Given task: Reproduce all of the data below line for line, keeping every character unchanged.

►

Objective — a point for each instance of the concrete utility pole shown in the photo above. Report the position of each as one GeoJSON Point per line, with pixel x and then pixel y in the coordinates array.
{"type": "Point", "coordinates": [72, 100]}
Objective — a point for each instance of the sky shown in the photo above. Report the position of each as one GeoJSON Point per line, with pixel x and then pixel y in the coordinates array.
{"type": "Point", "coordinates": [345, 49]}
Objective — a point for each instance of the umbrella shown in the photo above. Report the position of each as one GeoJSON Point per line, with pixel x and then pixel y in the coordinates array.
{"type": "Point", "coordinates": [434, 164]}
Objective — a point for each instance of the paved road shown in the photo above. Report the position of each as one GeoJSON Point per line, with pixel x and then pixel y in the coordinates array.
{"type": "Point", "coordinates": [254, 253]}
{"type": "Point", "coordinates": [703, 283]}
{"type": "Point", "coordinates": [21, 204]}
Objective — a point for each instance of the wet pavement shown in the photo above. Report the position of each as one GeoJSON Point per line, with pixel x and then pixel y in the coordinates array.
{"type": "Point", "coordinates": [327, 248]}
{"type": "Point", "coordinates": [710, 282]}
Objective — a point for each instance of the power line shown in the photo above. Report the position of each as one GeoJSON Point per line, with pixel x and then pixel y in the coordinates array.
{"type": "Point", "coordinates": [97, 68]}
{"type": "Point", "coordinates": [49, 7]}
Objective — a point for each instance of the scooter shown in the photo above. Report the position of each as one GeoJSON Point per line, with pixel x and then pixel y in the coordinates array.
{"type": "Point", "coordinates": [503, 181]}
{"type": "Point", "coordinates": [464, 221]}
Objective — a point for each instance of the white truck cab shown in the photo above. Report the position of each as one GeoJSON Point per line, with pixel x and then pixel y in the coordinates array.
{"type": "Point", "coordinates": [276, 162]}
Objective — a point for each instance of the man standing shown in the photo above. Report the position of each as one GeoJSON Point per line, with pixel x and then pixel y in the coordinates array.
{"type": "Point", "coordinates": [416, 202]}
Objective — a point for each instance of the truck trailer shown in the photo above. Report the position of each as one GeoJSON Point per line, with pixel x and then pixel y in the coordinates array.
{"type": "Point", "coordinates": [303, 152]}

◄

Task answer:
Objective — a point for each instance of the concrete utility pole shown in the photo above. Report the position of each as one GeoJSON Point per line, with pixel x and then pixel y in the coordinates array.
{"type": "Point", "coordinates": [72, 100]}
Objective — a point for each instance of the sky shown in the photo above. Report the position of each as one GeoJSON Point per line, with pixel x and then pixel y in the coordinates array.
{"type": "Point", "coordinates": [345, 49]}
Objective — a point for each instance of the umbrella shown in the photo above. Report the position of each as one GeoJSON Point per line, with pixel x and then pixel y in the coordinates array.
{"type": "Point", "coordinates": [434, 164]}
Objective — a point for each instance of the paved road shown in the photo above. Report the position of each as one GeoJSON Point per line, with pixel x and then pixel y in the coordinates array.
{"type": "Point", "coordinates": [254, 253]}
{"type": "Point", "coordinates": [703, 283]}
{"type": "Point", "coordinates": [21, 204]}
Objective — a point for each instance of the wet pavement shown in the photo above. Report the position of each as one GeoJSON Point per line, with pixel x and then pixel y in the coordinates array.
{"type": "Point", "coordinates": [327, 248]}
{"type": "Point", "coordinates": [710, 282]}
Objective — a point for each instance of the power line shown in the photo above. Report the position of each as one GeoJSON Point per line, with pixel x and then pixel y in the coordinates array.
{"type": "Point", "coordinates": [97, 68]}
{"type": "Point", "coordinates": [49, 7]}
Objective — a point for each instance of the scooter shown in the photo above. Report the position of each as one GeoJSON Point per line, with pixel x and then pixel y in the coordinates array.
{"type": "Point", "coordinates": [503, 181]}
{"type": "Point", "coordinates": [464, 221]}
Objective — a point for each instance of the white truck cab shown in the photo above. Report the position of each as one GeoJSON Point per line, with pixel x and then pixel y in the coordinates array.
{"type": "Point", "coordinates": [276, 162]}
Objective — a point for each instance of the man standing shown in the photo above. Report the position of each as one GeoJSON Point per line, with pixel x and then pixel y in the coordinates array.
{"type": "Point", "coordinates": [416, 202]}
Objective — a point for each instance of the truck trailer shown in the photo above. Report the position of each as one GeoJSON Point per line, with pixel x and then pixel y in the coordinates array.
{"type": "Point", "coordinates": [303, 152]}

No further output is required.